■ Data to use ■
######

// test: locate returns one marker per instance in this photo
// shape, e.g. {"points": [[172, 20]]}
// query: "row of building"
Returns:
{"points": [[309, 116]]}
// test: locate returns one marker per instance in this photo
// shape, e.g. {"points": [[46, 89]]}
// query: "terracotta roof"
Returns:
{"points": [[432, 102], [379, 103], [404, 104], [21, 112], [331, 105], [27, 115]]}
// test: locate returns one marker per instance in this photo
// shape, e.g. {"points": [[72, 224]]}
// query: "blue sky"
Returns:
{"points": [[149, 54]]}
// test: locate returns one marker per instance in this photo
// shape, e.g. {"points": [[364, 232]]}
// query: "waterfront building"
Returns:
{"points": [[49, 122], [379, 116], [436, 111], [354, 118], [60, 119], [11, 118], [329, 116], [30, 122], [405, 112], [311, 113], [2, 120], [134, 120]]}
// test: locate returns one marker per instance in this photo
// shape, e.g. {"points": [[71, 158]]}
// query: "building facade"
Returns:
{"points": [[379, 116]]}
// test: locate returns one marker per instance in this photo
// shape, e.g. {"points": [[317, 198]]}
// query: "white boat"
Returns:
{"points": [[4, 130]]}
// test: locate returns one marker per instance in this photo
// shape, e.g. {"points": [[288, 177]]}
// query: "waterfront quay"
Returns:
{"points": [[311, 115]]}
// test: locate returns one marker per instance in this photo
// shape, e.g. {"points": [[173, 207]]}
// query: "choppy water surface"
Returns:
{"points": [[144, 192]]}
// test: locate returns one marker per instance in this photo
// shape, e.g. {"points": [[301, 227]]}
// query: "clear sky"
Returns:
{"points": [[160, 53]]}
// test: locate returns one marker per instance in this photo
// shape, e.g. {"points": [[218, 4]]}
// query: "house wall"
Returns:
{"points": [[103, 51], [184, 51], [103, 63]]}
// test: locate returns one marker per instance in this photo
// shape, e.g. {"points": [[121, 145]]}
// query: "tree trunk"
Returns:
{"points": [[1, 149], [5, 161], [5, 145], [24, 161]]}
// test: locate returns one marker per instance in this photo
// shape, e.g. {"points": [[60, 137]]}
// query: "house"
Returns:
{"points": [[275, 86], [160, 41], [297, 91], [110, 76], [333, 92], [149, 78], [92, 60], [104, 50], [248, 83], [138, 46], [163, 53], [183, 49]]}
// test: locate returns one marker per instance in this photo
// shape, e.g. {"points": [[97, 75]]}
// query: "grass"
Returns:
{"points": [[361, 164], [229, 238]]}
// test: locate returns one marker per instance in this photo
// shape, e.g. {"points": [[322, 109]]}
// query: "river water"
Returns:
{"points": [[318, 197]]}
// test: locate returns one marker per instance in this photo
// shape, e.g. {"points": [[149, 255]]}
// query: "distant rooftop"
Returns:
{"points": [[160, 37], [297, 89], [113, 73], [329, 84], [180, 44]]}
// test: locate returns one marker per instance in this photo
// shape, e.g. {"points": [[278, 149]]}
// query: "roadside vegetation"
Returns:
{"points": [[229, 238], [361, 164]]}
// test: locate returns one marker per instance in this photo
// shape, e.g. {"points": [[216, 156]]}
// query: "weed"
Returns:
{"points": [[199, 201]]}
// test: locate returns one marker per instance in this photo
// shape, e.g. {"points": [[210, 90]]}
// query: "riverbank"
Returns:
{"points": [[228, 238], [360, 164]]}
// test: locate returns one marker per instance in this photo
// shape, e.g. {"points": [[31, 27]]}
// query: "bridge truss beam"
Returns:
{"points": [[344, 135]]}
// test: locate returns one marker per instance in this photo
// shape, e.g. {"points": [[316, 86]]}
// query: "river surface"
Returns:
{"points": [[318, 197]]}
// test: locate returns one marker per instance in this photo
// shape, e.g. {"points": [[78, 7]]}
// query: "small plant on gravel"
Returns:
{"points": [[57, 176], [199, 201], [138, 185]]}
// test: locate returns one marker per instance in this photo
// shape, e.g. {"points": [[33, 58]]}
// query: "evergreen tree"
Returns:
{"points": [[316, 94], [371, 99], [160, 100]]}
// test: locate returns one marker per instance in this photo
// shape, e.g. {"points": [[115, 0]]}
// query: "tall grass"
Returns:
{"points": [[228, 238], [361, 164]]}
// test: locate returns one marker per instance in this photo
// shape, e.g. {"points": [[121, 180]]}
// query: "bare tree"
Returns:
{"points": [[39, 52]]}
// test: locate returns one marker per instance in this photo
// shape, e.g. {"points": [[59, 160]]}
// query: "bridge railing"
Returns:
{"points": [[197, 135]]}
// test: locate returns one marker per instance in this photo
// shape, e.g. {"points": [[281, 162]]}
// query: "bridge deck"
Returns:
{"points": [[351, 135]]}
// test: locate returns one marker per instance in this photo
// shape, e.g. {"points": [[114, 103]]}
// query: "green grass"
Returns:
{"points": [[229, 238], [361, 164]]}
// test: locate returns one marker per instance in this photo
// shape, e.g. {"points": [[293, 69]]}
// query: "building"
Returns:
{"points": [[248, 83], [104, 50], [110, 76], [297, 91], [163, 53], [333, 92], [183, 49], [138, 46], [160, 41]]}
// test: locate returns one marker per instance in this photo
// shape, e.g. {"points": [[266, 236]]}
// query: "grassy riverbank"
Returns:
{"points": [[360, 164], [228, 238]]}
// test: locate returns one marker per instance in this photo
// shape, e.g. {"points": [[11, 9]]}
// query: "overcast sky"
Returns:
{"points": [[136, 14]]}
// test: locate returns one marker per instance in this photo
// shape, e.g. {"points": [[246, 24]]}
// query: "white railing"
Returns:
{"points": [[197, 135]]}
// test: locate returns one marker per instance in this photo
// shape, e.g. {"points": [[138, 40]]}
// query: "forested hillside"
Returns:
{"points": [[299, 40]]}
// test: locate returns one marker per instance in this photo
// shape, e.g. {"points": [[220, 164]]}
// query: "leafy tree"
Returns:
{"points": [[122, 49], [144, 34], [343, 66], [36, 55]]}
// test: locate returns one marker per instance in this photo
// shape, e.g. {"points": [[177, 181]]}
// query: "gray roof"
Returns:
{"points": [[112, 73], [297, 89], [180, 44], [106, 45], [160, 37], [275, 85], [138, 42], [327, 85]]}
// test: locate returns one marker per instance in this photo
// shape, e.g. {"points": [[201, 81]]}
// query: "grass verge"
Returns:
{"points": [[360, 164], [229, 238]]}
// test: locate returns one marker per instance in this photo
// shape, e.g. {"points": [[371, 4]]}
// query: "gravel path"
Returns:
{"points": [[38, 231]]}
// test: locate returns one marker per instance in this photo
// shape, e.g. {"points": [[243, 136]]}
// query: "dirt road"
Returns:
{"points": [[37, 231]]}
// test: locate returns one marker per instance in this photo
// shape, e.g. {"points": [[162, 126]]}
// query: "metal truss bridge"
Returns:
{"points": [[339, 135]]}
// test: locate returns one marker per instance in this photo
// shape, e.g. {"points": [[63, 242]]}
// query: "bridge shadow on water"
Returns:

######

■ Your assignment ■
Every entry above should be returned exactly as written.

■ Written reply ■
// test: locate returns one marker per instance in this photo
// shape, e.g. {"points": [[172, 20]]}
// query: "row of building"
Returns:
{"points": [[309, 116]]}
// test: locate returns one marker per instance in this photo
// shape, e.g. {"points": [[46, 89]]}
// query: "terracotta roof"
Returns:
{"points": [[432, 102], [379, 103], [404, 104], [21, 112], [331, 105], [27, 115]]}
// test: locate returns one marker per instance in this photo
// shape, e.g. {"points": [[72, 224]]}
// query: "blue sky"
Returns:
{"points": [[149, 54]]}
// test: locate returns one marker per instance in this photo
// shape, e.g. {"points": [[364, 232]]}
// query: "waterfront building"
Returns:
{"points": [[49, 122], [379, 116], [436, 111], [354, 118], [60, 119], [11, 118], [329, 116], [30, 122], [405, 112], [311, 113], [2, 120], [134, 120]]}
// test: locate returns one marker per instance in this photo
// shape, e.g. {"points": [[71, 158]]}
// query: "building facade"
Returns:
{"points": [[379, 116]]}
// test: locate returns one marker per instance in this photo
// shape, e.g. {"points": [[317, 198]]}
// query: "white boat"
Returns:
{"points": [[4, 130]]}
// test: locate returns one marker per instance in this photo
// shape, e.g. {"points": [[288, 177]]}
// query: "waterfront quay"
Returns:
{"points": [[311, 115]]}
// test: locate returns one marker per instance in this photo
// shape, e.g. {"points": [[173, 207]]}
// query: "choppy water surface"
Returns:
{"points": [[144, 192]]}
// test: locate returns one marker per instance in this photo
// shape, e.g. {"points": [[301, 227]]}
// query: "clear sky"
Returns:
{"points": [[160, 53]]}
// test: locate returns one marker per instance in this photo
// shape, e.g. {"points": [[218, 4]]}
// query: "house wall"
Returns:
{"points": [[103, 51], [184, 51], [103, 63]]}
// test: locate returns one marker per instance in this photo
// shape, e.g. {"points": [[121, 145]]}
// query: "tree trunk"
Returns:
{"points": [[1, 149], [5, 161], [5, 145], [24, 161]]}
// test: locate returns one marker per instance in this photo
// shape, e.g. {"points": [[60, 137]]}
// query: "house"
Returns:
{"points": [[275, 86], [160, 41], [297, 91], [110, 76], [333, 92], [149, 78], [92, 60], [104, 50], [248, 83], [138, 46], [163, 53], [183, 49]]}
// test: locate returns one marker per instance in this photo
// shape, e.g. {"points": [[97, 75]]}
// query: "grass"
Returns:
{"points": [[361, 164], [229, 238]]}
// test: locate returns one marker per instance in this photo
// shape, e.g. {"points": [[322, 109]]}
// query: "river water"
Returns:
{"points": [[318, 197]]}
// test: locate returns one marker per instance in this photo
// shape, e.g. {"points": [[149, 255]]}
// query: "distant rooftop"
Returns:
{"points": [[160, 37], [297, 89], [113, 73], [329, 84], [180, 44]]}
// test: locate returns one marker per instance in this photo
// shape, e.g. {"points": [[278, 149]]}
// query: "roadside vegetation"
Returns:
{"points": [[229, 238], [361, 164]]}
// test: locate returns one marker per instance in this photo
// shape, e.g. {"points": [[216, 156]]}
// query: "weed"
Returns:
{"points": [[199, 201]]}
// test: locate returns one marker per instance in this photo
// shape, e.g. {"points": [[210, 90]]}
// query: "riverbank"
Returns:
{"points": [[228, 238], [360, 164]]}
// test: locate returns one marker per instance in this photo
// shape, e.g. {"points": [[31, 27]]}
// query: "bridge truss beam"
Returns:
{"points": [[344, 135]]}
// test: locate returns one marker per instance in this photo
// shape, e.g. {"points": [[316, 86]]}
// query: "river surface"
Returns:
{"points": [[318, 197]]}
// test: locate returns one marker per instance in this photo
// shape, e.g. {"points": [[78, 7]]}
// query: "small plant on gravel"
Returns:
{"points": [[57, 176], [199, 201], [138, 185]]}
// test: locate returns one marker per instance in this photo
// shape, e.g. {"points": [[33, 58]]}
// query: "evergreen tree"
Returns:
{"points": [[316, 94], [371, 99], [160, 100]]}
// test: locate returns one marker per instance in this photo
// shape, e.g. {"points": [[115, 0]]}
// query: "tall grass"
Returns:
{"points": [[228, 238], [361, 164]]}
// test: locate returns one marker per instance in this photo
// shape, e.g. {"points": [[121, 180]]}
// query: "bare tree"
Returns:
{"points": [[39, 52]]}
// test: locate returns one marker per instance in this photo
// shape, e.g. {"points": [[59, 160]]}
// query: "bridge railing"
Returns:
{"points": [[197, 135]]}
// test: locate returns one marker per instance in this photo
// shape, e.g. {"points": [[281, 162]]}
// query: "bridge deck"
Returns:
{"points": [[351, 135]]}
// test: locate returns one marker per instance in this photo
// shape, e.g. {"points": [[114, 103]]}
// query: "green grass"
Returns:
{"points": [[229, 238], [361, 164]]}
// test: locate returns one marker per instance in this photo
// shape, e.g. {"points": [[293, 69]]}
// query: "building"
Returns:
{"points": [[248, 83], [104, 50], [110, 76], [297, 91], [163, 53], [333, 92], [183, 49], [138, 46], [160, 41]]}
// test: locate returns one marker per instance in this photo
// shape, e.g. {"points": [[266, 236]]}
// query: "grassy riverbank"
Returns:
{"points": [[360, 164], [228, 238]]}
// test: locate returns one marker per instance in this photo
// shape, e.g. {"points": [[11, 9]]}
// query: "overcast sky"
Returns:
{"points": [[136, 14]]}
// test: locate returns one marker per instance in this photo
// shape, e.g. {"points": [[246, 24]]}
// query: "white railing"
Returns:
{"points": [[197, 135]]}
// test: locate returns one marker per instance in this photo
// shape, e.g. {"points": [[138, 40]]}
// query: "forested hillside"
Returns:
{"points": [[299, 40]]}
// test: locate returns one marker per instance in this photo
// shape, e.g. {"points": [[220, 164]]}
// query: "leafy tree"
Returns:
{"points": [[122, 49], [144, 34], [343, 66], [36, 55]]}
// test: locate returns one marker per instance in this photo
// shape, e.g. {"points": [[177, 181]]}
// query: "gray roof"
Returns:
{"points": [[112, 73], [297, 89], [180, 44], [106, 45], [160, 37], [275, 85], [138, 42], [327, 85]]}
// test: locate returns one marker per instance in this photo
// shape, e.g. {"points": [[201, 81]]}
// query: "grass verge"
Returns:
{"points": [[360, 164], [229, 238]]}
// test: locate returns one marker per instance in this photo
// shape, e.g. {"points": [[371, 4]]}
// query: "gravel path"
Returns:
{"points": [[38, 231]]}
// test: locate returns one marker per instance in this photo
// shape, e.g. {"points": [[243, 136]]}
// query: "dirt road"
Returns:
{"points": [[37, 231]]}
// test: locate returns one marker per instance in this photo
// shape, e.g. {"points": [[162, 126]]}
// query: "metal truss bridge"
Returns:
{"points": [[339, 135]]}
// test: locate returns one marker per instance in this photo
// shape, e.g. {"points": [[63, 242]]}
// query: "bridge shadow on water"
Returns:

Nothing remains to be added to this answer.